Identify every line of the records that contains the word "chin", and copy each one.

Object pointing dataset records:
* Start *
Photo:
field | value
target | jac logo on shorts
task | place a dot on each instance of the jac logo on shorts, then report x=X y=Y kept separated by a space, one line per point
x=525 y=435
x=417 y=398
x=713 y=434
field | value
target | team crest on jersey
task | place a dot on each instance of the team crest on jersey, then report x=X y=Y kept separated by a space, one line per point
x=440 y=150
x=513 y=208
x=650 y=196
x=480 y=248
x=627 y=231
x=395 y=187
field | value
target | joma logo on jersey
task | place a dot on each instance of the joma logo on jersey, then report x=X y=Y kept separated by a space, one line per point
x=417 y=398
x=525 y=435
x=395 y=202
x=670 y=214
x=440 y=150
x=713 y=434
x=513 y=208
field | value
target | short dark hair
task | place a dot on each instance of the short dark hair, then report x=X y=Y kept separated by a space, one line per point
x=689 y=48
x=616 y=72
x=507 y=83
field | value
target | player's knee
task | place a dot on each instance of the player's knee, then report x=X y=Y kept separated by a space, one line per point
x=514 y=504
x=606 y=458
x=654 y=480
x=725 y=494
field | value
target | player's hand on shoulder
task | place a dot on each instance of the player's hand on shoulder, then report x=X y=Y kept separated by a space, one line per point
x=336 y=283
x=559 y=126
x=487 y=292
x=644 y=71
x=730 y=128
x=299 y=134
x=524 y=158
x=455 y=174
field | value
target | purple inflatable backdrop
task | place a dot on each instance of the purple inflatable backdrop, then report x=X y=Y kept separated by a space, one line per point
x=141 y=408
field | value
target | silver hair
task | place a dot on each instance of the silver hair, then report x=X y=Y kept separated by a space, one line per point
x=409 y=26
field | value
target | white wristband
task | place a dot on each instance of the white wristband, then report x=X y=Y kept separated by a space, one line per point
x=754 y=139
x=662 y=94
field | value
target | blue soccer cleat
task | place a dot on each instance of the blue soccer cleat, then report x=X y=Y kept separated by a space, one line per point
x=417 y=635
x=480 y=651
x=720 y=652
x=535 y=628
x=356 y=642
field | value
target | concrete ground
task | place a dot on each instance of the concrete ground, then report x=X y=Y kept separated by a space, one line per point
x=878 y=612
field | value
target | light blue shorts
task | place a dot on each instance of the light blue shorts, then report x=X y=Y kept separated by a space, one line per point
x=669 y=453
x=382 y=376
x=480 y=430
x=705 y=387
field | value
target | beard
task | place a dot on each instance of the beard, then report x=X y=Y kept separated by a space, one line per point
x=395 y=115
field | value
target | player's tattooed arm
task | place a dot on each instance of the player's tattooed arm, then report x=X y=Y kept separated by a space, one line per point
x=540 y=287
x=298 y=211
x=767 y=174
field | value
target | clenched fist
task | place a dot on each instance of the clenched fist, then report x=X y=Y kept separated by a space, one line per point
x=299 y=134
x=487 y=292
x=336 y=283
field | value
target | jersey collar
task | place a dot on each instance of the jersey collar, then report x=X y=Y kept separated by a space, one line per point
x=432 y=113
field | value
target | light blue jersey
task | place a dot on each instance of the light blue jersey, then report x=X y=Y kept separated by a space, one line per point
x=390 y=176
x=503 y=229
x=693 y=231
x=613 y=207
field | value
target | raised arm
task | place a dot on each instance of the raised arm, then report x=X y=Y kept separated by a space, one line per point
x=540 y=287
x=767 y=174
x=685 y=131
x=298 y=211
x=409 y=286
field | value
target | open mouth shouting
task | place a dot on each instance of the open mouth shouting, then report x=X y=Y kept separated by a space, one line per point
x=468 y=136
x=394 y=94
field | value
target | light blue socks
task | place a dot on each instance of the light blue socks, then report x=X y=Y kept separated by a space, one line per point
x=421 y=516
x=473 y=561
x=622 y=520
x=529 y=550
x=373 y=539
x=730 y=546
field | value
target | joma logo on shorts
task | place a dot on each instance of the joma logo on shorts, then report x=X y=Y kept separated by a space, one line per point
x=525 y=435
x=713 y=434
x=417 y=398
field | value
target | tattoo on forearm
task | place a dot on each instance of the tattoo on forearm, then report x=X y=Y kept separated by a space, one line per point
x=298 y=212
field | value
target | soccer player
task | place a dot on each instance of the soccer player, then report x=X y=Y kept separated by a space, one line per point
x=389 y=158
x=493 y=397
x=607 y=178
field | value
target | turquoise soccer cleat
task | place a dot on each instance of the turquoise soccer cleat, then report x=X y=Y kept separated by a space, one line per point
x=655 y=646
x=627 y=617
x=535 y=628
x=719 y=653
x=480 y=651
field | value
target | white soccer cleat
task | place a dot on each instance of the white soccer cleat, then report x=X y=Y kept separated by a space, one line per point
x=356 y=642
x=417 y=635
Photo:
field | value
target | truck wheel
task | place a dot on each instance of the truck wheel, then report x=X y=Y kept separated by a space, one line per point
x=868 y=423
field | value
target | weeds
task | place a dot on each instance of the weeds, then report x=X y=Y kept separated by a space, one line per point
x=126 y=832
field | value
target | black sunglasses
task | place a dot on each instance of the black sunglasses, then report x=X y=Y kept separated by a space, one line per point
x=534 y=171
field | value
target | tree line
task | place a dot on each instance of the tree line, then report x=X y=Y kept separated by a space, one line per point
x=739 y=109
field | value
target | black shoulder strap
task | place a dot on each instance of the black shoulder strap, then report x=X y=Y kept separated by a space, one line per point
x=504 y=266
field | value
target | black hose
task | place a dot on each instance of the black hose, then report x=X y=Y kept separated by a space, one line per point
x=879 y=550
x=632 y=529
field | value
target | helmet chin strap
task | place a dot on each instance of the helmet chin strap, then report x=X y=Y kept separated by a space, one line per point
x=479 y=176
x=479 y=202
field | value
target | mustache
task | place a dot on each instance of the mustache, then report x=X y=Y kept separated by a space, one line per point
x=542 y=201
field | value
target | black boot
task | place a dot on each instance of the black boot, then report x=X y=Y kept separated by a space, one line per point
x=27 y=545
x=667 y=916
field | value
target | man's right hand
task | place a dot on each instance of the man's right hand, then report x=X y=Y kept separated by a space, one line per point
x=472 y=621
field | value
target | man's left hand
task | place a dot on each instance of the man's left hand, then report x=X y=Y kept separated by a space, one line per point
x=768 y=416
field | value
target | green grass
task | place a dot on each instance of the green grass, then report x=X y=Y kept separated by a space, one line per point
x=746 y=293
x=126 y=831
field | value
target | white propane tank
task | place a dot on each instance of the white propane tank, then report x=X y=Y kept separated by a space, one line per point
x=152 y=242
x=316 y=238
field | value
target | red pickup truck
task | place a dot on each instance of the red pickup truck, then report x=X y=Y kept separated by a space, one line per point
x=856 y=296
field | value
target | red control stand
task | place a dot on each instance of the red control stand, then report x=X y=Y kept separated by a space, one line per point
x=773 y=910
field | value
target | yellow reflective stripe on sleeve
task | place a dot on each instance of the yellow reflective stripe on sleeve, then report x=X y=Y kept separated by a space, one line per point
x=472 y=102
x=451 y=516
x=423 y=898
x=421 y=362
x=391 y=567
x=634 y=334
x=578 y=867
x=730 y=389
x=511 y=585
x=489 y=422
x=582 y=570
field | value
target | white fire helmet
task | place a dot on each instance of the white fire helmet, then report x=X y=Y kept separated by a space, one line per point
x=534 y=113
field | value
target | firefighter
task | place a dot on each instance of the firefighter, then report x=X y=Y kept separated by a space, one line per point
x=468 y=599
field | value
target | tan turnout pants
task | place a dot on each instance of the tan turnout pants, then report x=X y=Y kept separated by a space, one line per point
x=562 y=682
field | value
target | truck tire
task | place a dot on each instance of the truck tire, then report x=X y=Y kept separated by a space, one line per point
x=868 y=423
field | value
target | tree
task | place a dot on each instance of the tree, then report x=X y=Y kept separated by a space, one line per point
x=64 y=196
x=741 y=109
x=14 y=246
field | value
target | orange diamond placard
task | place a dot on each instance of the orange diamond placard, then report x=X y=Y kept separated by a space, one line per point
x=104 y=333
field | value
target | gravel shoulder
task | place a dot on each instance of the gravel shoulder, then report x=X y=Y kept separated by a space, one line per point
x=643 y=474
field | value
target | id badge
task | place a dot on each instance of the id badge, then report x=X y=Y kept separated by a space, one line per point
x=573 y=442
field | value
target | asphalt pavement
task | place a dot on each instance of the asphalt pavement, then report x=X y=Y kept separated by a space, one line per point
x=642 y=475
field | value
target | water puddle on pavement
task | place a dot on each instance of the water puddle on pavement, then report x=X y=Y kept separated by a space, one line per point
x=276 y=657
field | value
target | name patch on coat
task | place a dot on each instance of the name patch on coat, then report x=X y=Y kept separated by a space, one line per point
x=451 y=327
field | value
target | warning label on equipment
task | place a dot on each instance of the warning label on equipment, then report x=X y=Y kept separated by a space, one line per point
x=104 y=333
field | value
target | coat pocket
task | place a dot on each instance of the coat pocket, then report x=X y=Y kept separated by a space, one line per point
* End *
* Start *
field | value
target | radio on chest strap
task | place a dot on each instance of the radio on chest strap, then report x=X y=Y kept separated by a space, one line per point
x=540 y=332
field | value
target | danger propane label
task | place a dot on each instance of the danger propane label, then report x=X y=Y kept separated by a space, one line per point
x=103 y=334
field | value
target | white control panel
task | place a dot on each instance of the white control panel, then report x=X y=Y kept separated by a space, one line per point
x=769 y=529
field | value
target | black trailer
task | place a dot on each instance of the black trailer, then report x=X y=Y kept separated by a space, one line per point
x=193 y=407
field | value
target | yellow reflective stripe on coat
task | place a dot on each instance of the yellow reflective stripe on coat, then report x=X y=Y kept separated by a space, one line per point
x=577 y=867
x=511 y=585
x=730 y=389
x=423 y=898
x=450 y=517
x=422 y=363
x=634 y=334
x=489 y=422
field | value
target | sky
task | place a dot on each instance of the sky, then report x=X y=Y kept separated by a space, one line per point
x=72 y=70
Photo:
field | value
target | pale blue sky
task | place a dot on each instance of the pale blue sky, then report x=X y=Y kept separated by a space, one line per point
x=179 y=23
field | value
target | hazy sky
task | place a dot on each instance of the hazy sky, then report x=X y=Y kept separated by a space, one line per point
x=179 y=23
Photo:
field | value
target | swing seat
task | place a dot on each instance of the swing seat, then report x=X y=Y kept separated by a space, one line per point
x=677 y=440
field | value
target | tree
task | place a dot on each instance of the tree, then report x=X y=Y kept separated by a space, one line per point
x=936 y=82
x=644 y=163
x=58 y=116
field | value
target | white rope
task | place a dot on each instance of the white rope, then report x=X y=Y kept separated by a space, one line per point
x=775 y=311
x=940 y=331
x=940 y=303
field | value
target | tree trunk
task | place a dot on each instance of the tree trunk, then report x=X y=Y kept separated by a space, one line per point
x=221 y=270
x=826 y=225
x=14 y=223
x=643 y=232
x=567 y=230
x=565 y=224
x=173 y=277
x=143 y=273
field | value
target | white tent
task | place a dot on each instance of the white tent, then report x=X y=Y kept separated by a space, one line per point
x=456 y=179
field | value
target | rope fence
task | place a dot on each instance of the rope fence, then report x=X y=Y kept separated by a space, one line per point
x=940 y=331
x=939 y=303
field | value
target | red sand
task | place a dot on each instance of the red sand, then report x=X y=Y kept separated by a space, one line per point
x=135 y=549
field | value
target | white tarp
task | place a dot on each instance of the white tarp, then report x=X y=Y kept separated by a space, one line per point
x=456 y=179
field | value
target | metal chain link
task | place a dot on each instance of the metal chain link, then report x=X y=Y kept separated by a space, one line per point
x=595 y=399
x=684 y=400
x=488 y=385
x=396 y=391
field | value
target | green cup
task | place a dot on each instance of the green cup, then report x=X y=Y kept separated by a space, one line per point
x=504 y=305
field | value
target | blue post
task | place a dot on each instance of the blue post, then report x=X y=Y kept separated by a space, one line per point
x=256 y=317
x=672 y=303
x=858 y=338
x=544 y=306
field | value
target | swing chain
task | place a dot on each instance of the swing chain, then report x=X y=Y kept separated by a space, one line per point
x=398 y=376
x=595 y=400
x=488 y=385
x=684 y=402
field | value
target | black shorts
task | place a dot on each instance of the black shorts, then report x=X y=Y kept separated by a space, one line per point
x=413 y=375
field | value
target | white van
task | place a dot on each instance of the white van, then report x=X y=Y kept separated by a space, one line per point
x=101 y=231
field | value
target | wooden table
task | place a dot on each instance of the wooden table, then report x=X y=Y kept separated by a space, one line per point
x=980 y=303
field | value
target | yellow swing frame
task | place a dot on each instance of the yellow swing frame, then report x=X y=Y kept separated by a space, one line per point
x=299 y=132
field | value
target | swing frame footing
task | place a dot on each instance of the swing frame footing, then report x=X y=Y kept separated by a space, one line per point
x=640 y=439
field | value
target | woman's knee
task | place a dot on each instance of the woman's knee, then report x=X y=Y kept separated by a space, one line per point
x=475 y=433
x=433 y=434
* End *
RESPONSE:
target | helmet chin strap
task | place a dot on each instance of the helmet chin strap, then report x=X y=Y kept separated by a space, one line per point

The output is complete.